Retype all the records with nothing changed.

>>>>

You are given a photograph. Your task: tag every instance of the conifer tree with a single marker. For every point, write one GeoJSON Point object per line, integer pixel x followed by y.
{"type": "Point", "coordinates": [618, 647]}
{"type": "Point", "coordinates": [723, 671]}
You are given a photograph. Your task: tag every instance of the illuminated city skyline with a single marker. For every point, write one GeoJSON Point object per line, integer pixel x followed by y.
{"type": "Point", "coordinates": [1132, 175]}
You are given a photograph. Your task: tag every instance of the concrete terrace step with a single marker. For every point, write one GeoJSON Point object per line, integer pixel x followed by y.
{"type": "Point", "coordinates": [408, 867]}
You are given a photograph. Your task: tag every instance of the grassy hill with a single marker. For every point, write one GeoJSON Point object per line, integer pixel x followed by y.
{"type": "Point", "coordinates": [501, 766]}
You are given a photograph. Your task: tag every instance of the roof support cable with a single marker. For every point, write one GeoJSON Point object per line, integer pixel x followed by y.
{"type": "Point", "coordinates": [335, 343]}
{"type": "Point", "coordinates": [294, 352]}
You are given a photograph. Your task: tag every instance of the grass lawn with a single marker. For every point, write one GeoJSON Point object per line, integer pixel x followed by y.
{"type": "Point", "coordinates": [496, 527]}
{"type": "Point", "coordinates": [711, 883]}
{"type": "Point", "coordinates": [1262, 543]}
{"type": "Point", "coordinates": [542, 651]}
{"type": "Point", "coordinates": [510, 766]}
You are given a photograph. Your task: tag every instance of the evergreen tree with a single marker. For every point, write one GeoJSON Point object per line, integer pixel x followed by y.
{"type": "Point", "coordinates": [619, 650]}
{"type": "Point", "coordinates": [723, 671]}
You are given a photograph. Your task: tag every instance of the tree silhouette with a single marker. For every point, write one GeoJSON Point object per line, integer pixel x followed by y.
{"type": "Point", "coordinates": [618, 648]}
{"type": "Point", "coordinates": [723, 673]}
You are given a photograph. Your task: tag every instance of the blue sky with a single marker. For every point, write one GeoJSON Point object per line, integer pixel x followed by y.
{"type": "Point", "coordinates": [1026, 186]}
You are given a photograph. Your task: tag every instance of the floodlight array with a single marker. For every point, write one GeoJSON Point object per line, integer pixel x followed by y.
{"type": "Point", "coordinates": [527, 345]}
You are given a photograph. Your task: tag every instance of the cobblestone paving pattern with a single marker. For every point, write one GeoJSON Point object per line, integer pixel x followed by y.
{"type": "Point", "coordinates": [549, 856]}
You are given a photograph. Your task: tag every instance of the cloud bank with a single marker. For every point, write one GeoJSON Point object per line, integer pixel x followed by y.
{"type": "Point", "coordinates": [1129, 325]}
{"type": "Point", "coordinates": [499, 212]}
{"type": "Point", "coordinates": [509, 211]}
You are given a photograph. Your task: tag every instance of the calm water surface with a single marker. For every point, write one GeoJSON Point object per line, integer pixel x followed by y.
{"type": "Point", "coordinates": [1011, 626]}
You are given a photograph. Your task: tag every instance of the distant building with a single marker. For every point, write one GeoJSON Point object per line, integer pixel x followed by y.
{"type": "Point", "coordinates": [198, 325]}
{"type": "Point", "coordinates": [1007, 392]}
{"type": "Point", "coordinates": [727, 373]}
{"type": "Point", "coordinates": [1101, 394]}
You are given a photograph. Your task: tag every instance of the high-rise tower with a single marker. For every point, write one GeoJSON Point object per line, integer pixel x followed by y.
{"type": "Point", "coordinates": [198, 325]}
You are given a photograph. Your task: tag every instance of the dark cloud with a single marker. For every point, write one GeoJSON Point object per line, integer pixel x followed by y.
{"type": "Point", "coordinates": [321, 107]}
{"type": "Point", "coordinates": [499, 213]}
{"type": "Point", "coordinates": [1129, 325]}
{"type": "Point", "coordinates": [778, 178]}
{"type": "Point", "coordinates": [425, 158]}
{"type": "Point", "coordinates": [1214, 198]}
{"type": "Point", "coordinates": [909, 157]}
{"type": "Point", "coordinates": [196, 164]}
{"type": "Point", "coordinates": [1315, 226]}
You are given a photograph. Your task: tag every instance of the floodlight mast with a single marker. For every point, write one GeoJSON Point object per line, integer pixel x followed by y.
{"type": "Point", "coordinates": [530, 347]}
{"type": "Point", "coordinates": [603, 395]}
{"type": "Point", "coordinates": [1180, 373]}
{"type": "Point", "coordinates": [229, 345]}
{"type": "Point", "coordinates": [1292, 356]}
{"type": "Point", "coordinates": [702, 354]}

<<<<

_Exercise solution_.
You are given a photograph. Your task: tag every instance of the conifer tree with a single marker. For every point, write one GeoJSON Point object per line, integer pixel x followed by y.
{"type": "Point", "coordinates": [618, 647]}
{"type": "Point", "coordinates": [723, 671]}
You are given a photograph. Your task: tag every instance of the illuminated city skyline with a single marker. For every point, write one GeoJSON Point object per line, integer pixel x followed by y.
{"type": "Point", "coordinates": [1132, 175]}
You are given a photograph. Your task: tag every instance of the concrete terrace step with a single marker. For every point, write one GeoJSON Point object per line, integer pixel x followed by y.
{"type": "Point", "coordinates": [408, 867]}
You are given a photograph. Your task: tag every instance of the grassy hill with a single marker. For every point, write one GeoJSON Point object per line, integer pixel x followed by y.
{"type": "Point", "coordinates": [501, 766]}
You are given a photograph. Your task: tag every instance of the roof support cable with a single marker. For every point, write one GeoJSON Point object per line, integer pixel x followed by y.
{"type": "Point", "coordinates": [335, 343]}
{"type": "Point", "coordinates": [294, 352]}
You are given a photograph. Your task: tag every instance of the grass lawn with a single marker. For every point, write one GeoJSON Point object per line, integer pixel x followed by y.
{"type": "Point", "coordinates": [496, 527]}
{"type": "Point", "coordinates": [711, 883]}
{"type": "Point", "coordinates": [1262, 543]}
{"type": "Point", "coordinates": [542, 651]}
{"type": "Point", "coordinates": [510, 766]}
You are given a photograph. Your task: tag every instance of the evergreen tree with a single marker. For every point, write one GeoJSON Point object per line, integer pixel x followed by y.
{"type": "Point", "coordinates": [619, 650]}
{"type": "Point", "coordinates": [723, 671]}
You are given a photograph. Your task: tag every instance of the tree silhouette with a single marker. For every point, write one GeoJSON Point object per line, integer pixel x followed by y.
{"type": "Point", "coordinates": [618, 648]}
{"type": "Point", "coordinates": [723, 673]}
You are given a photograph. Your task: tag every instance of the blue sky with a single marker. For every point, write one GeoJSON Point object per line, integer pixel x followed by y.
{"type": "Point", "coordinates": [1026, 186]}
You are given a photograph. Your task: tag every instance of the floodlight array with a single marker. For every point, write one GeoJSON Point object per line, integer pixel x followed by y.
{"type": "Point", "coordinates": [527, 345]}
You are given a photograph. Your task: tag every instance of the cobblestone paving pattern with a single marker. For every point, write one GeoJSON Point object per line, integer pixel x followed by y.
{"type": "Point", "coordinates": [549, 856]}
You are given a photograph. Your task: tag every instance of the cloud bank with a single marker. For every point, write one GeoJSON Point object per line, integer pixel x followed by y.
{"type": "Point", "coordinates": [1129, 325]}
{"type": "Point", "coordinates": [499, 212]}
{"type": "Point", "coordinates": [509, 211]}
You are given a photograph. Your task: tag every instance of the calm water surface with a single marker. For every point, write one GeoJSON Point object per line, integer pixel x followed by y.
{"type": "Point", "coordinates": [1011, 626]}
You are given a photograph. Your task: tag every instance of the distant building with a single marker. For every point, write one GeoJSON Point object per line, integer pixel x followed by y.
{"type": "Point", "coordinates": [198, 325]}
{"type": "Point", "coordinates": [1007, 392]}
{"type": "Point", "coordinates": [727, 373]}
{"type": "Point", "coordinates": [1101, 394]}
You are given a photograph. Your task: tag every instance of the high-rise tower with a single marker. For every point, write one GeoJSON Point object per line, integer pixel x followed by y.
{"type": "Point", "coordinates": [198, 325]}
You are given a photograph. Your task: tag every instance of the dark cloud with a single marker. For every point, write one GeoJSON Point object per line, integer pixel x followed by y.
{"type": "Point", "coordinates": [321, 107]}
{"type": "Point", "coordinates": [499, 213]}
{"type": "Point", "coordinates": [1129, 325]}
{"type": "Point", "coordinates": [778, 178]}
{"type": "Point", "coordinates": [425, 158]}
{"type": "Point", "coordinates": [1214, 198]}
{"type": "Point", "coordinates": [909, 157]}
{"type": "Point", "coordinates": [196, 164]}
{"type": "Point", "coordinates": [1315, 226]}
You are given a photograph. Your task: tag every instance of the floodlight mast with a single marker. For every point, write one GeoJSON Point object per line, integer pixel x followed by y.
{"type": "Point", "coordinates": [530, 347]}
{"type": "Point", "coordinates": [603, 395]}
{"type": "Point", "coordinates": [1180, 373]}
{"type": "Point", "coordinates": [229, 345]}
{"type": "Point", "coordinates": [1292, 356]}
{"type": "Point", "coordinates": [702, 354]}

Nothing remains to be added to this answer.